## Objectif énoncé
Recopiez intégralement et à l'identique l'annonce de soutenance de thèse qui suit.

## Extrait de page

—————

Soutenance de la thèse d'Aleksandr Lutsenko (LIER) intitulée "(In)soumissions en direct. Enquête sur la production d'une autorité "absolue" du chef de l'Etat dans la Russie contemporaine (1990-2018)"

 

54 boulevard Raspail. Salle A07_37 - 20 décembre 2018 - 14h-18h.

Membres du jury: Françoise Daucé (DE à l'EHESS) - Florence Delmotte (PR à l'université Saint-Louis à Bruxelles) - Gilles Favarel-Garrigues (DR CNRS à Sciences Po) - Jean-Philippe Heurtin (PR à l'université de Strasbourg) - Cyril Lemieux (DE à l'EHESS, directeur de la thèse) - Louis Quéré (DR CNRS à l'EHESS).

—————

## Lignes du jeu de données

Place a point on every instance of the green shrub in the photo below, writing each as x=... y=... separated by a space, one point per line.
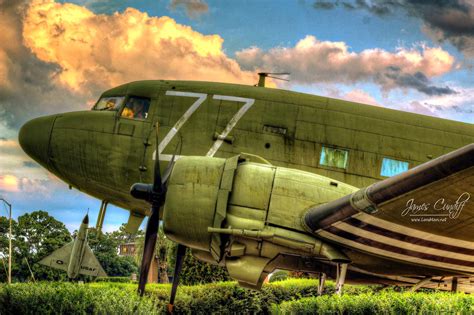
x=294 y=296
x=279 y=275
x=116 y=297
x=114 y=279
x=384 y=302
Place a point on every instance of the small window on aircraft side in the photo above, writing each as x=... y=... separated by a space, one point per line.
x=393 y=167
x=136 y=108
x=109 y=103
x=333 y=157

—————

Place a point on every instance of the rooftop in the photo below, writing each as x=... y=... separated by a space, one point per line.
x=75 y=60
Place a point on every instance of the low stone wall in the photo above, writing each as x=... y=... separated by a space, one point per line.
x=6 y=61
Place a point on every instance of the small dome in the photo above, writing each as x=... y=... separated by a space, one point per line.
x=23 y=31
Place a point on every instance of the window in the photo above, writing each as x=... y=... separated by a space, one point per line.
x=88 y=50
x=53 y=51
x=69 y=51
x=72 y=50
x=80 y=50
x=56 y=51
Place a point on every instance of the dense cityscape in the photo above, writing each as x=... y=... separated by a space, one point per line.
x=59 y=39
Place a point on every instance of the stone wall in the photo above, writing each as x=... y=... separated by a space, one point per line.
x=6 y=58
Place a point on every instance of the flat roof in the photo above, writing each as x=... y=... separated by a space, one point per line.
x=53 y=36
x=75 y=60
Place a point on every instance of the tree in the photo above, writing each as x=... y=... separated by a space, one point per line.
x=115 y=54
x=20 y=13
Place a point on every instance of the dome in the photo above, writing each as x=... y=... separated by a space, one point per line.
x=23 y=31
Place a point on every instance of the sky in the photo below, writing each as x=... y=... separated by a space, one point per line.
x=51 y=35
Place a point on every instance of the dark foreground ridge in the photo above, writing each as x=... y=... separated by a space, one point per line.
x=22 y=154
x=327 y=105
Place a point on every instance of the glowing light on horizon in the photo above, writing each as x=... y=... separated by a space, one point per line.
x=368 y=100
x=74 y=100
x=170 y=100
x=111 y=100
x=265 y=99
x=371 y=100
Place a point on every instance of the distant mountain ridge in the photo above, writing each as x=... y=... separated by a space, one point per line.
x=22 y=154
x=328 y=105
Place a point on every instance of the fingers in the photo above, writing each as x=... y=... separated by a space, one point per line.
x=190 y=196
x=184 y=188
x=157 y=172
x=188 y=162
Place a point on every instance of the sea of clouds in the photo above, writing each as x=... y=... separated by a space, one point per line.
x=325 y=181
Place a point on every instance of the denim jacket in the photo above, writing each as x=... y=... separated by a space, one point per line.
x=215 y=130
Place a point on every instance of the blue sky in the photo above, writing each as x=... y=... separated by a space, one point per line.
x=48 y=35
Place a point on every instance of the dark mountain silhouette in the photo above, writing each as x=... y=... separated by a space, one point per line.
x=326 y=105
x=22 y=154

—————

## Résultat obtenu
Soutenance de la thèse d'Aleksandr Lutsenko (LIER) intitulée "(In)soumissions en direct. Enquête sur la production d'une autorité "absolue" du chef de l'Etat dans la Russie contemporaine (1990-2018)"

 

54 boulevard Raspail. Salle A07_37 - 20 décembre 2018 - 14h-18h.

Membres du jury: Françoise Daucé (DE à l'EHESS) - Florence Delmotte (PR à l'université Saint-Louis à Bruxelles) - Gilles Favarel-Garrigues (DR CNRS à Sciences Po) - Jean-Philippe Heurtin (PR à l'université de Strasbourg) - Cyril Lemieux (DE à l'EHESS, directeur de la thèse) - Louis Quéré (DR CNRS à l'EHESS).